### Detalles de la tarea
Reproduce el fragmento del texto sobre Mahler desde la parte que contiene "TERESA DE JESÚS" hasta "movilidad del mundo.", inclusive, e intercambia "naturaleza" por "tierra".

### Texto proporcionado
* * * *
TERESA DE JESÚS PADRÓN BENAVIDES PARA ENLACE JUDÍO

En la naturaleza conviven brutalmente el orden y el caos. Después de tormentas avasallantes, sale el sol y el cielo se aclara. Las nubes se disipan y reina la armonía. Las aves trinan sin cesar y la hierba verde cubre las colinas. El balance perfecto entre ambas fuerzas es lo que hace posible la vida. En la naturaleza humana ocurre lo mismo. La razón y la pasión (logos vs. pathos) son las dos fuerzas motoras que impulsan al hombre a actuar. El ansia por desentrañar al menos algunos de los misterios de la vida aunado al impulso primigenio de unirse físicamente con alguien, de fundirse con otro ser, son la maquinaria detrás de la creación artística, de la investigación científica, de la movilidad del mundo.

Y por cierto de creación artística, tal vez la música sea la más pura de todas las artes, la música absoluta, pues en ella se funden completamente el fondo y la forma, es decir, el contenido y la cualidad. Los estados anímicos que provoca el escuchar una pieza de música clásica, por ejemplo, son muy distintos a los de contemplar una pintura o ser espectadores de una obra de teatro. Aunque, por supuesto, no me refiero a toda la música. Los niveles de abstracción y de rigurosidad presentes en una composición sinfónica, por ejemplo, son muchas veces inversamente proporcionales al estado de ánimo que provocan en quien la escucha.

De todos los compositores de finales del siglo XIX y principios del XX, es en Mahler en donde las fuerzas antagónicas a que me referí antes están presentes con más fuerza y con más exactitud. En Mahler no sólo la sinfonía alcanza dimensiones colosales, sino que sus composiciones contienen la vida, el mundo, el ser humano completo, tal cual es. El bien y el mal, la espiritualidad y la carne, el nacimiento y la muerte, la serenidad y el caos, la brutalidad y la belleza, la soberbia y la humildad, el dolor y el consuelo, la trasgresión y el perdón, la vulgaridad y lo sublime, el pecado y el arrepentimiento. Y, al igual que en la naturaleza, en Mahler todas estas fuerzas vitales conviven en un “caos perfecto”, o en una “armonía desordenada”, si se quiere.
* * * *
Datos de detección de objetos
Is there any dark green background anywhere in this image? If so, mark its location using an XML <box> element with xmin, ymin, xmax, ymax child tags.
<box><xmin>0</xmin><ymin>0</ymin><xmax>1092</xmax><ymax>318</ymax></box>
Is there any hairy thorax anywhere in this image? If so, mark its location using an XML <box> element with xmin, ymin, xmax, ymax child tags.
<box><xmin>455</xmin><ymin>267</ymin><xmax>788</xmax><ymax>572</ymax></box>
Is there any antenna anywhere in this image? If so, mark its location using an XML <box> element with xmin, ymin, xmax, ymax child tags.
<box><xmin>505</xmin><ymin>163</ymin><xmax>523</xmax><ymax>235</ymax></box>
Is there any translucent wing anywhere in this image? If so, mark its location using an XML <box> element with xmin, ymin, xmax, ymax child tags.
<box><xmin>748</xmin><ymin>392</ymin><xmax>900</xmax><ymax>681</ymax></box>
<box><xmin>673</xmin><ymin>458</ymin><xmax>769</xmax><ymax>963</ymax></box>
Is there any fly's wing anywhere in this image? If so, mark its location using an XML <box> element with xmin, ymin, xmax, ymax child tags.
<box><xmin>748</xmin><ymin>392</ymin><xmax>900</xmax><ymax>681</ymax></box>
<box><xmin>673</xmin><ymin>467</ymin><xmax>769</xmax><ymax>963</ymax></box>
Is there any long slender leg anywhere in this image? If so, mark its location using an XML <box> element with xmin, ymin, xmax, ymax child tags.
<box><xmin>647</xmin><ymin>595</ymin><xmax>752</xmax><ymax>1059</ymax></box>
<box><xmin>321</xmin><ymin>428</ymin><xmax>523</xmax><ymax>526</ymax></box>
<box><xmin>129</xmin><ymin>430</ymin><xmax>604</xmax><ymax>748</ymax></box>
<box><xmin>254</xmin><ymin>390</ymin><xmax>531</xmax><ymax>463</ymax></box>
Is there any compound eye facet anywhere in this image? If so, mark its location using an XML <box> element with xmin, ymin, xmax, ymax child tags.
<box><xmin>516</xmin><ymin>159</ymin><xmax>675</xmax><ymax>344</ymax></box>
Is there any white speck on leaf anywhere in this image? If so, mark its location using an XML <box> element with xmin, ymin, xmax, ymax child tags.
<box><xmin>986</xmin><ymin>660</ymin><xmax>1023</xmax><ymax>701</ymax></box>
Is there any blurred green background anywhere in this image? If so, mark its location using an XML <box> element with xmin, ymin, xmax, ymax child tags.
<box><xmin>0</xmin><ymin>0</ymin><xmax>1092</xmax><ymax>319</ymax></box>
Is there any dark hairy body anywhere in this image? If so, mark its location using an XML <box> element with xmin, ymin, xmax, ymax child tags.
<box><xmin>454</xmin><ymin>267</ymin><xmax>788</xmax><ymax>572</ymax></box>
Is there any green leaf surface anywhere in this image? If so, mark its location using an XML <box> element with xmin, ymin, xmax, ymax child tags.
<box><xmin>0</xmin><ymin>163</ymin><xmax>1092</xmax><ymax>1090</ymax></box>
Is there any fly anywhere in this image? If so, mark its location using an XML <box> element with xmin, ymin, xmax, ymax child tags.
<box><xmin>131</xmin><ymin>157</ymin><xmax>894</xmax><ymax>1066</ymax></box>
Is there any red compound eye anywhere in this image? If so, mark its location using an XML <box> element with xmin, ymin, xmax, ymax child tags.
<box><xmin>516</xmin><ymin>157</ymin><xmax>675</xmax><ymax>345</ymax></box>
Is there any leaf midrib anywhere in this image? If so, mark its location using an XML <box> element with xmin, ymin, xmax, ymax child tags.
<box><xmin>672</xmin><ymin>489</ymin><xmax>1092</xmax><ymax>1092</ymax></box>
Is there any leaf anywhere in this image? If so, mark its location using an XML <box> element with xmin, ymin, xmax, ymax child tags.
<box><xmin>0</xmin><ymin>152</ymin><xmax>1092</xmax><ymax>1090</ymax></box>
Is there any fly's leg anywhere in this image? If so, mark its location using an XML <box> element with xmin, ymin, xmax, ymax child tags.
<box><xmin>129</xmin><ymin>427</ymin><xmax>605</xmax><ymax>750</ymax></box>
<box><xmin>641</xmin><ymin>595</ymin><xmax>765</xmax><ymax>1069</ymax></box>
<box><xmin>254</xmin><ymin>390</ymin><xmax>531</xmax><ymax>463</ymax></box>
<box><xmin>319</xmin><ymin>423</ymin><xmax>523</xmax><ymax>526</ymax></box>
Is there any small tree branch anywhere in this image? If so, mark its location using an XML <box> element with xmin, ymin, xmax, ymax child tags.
* * * *
### Respuesta correcta
TERESA DE JESÚS PADRÓN BENAVIDES PARA ENLACE JUDÍO

En la tierra conviven brutalmente el orden y el caos. Después de tormentas avasallantes, sale el sol y el cielo se aclara. Las nubes se disipan y reina la armonía. Las aves trinan sin cesar y la hierba verde cubre las colinas. El balance perfecto entre ambas fuerzas es lo que hace posible la vida. En la tierra humana ocurre lo mismo. La razón y la pasión (logos vs. pathos) son las dos fuerzas motoras que impulsan al hombre a actuar. El ansia por desentrañar al menos algunos de los misterios de la vida aunado al impulso primigenio de unirse físicamente con alguien, de fundirse con otro ser, son la maquinaria detrás de la creación artística, de la investigación científica, de la movilidad del mundo.